Report each line in the items below that contains the word "porch", copying every such line in full.

**PROVIDED ENTRIES**
----------------------------------------

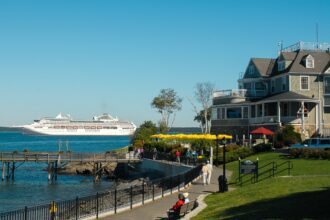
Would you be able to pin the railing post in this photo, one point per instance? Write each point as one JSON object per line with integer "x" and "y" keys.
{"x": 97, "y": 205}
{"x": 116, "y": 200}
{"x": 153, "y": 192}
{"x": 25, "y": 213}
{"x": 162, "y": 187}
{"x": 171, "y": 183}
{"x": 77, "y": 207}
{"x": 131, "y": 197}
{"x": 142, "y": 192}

----------------------------------------

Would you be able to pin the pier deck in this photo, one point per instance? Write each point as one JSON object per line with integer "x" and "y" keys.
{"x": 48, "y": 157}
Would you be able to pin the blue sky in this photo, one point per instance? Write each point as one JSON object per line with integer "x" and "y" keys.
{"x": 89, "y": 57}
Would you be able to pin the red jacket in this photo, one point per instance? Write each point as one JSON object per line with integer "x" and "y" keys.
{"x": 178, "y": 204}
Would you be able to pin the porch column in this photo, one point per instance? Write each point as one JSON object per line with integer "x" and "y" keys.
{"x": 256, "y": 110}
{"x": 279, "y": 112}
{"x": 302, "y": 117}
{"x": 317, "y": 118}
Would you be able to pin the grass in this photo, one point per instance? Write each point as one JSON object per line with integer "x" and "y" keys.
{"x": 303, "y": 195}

----------------------------------------

**WRITTEN ANSWER**
Would you be able to pin the porch column in this photo, one point per instance? Write each point as one JSON object per line with integer "x" and "y" keys.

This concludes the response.